Sentenza Sentenza Cassazione Civile n. 28390 del 22/12/2011

Cassazione civile sez. II, 22/12/2011, (ud. 28/11/2011, dep. 22/12/2011), n.28390

LA CORTE SUPREMA DI CASSAZIONE

SEZIONE SECONDA CIVILE

Composta dagli Ill.mi Sigg.ri Magistrati:

Dott. ODDO Massimo – Presidente –

Dott. BUCCIANTE Ettore – Consigliere –

Dott. PROTO Cesare Antonio – Consigliere –

Dott. PETITTI Stefano – Consigliere –

Dott. CARRATO Aldo – rel. Consigliere –

ha pronunciato la seguente:

sentenza

sul ricorso (iscritto al N.R.G. 13187/06) proposto da:

CAPITANERIA DI PORTO DI CATANIA, in persona del Comandante pro

tempore, rappresentata e difesa dall’Avvocatura Generale dello Stato

e domiciliata per legge in Roma presso i suoi Uffici, alla via dei

Portoghesi, n. 12;

– ricorrente principale –

contro

L.A., rappresentato e difeso, in virtù di

procura speciale a margine del controricorso (contenente ricorso

incidentale), dall’Avv. Trantino Enrico ed elettivamente domiciliato

presso lo studio dell’Avv. Alessio Costantini, in Roma, alla v.

**DATI FORNITI:**
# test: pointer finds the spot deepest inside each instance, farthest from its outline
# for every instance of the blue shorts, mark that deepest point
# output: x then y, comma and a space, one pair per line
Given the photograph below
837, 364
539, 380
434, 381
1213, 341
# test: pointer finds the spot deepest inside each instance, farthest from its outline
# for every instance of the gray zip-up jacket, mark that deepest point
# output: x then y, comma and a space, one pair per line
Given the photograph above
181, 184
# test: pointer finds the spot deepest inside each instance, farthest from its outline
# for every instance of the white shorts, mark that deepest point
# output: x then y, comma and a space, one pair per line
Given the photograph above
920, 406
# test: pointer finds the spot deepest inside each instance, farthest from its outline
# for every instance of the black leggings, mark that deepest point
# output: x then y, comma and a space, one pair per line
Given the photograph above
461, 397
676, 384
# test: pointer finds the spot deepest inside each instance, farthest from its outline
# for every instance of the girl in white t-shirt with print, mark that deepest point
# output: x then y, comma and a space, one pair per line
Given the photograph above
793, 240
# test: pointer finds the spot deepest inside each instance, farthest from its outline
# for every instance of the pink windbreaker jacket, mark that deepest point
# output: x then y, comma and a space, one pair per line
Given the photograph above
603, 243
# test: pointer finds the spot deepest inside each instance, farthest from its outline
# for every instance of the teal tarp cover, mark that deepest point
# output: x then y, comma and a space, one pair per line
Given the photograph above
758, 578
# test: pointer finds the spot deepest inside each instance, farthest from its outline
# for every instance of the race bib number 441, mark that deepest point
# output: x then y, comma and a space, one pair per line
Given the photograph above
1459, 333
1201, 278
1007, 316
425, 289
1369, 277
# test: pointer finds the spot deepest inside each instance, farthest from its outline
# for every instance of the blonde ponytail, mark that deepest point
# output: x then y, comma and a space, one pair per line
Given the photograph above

**ESERCIZIO PROPOSTO 1:** Trasforma in elenco il paragrafo della sentenza che comincia con "CAPITANERIA DI PORTO DI CATANIA", conservandone i fatti principali.
**ESERCIZIO PROPOSTO 2:** Nella sentenza, riporta il passo che inizia dalle parole "procura speciale a" e si ferma dopo "Roma, alla v.", mettendo "procura generale" al posto di "procura speciale".
I dati non servono per svolgere il lavoro.

**RISULTATO 1:**
- Parte: Capitaneria di Porto di Catania, in persona del Comandante pro tempore
- Rappresentanza e difesa: Avvocatura Generale dello Stato
- Domicilio per legge: Roma, presso i suoi Uffici, via dei Portoghesi n. 12

**RISULTATO 2:**
procura generale a margine del controricorso (contenente ricorso

incidentale), dall’Avv. Trantino Enrico ed elettivamente domiciliato

presso lo studio dell’Avv. Alessio Costantini, in Roma, alla v.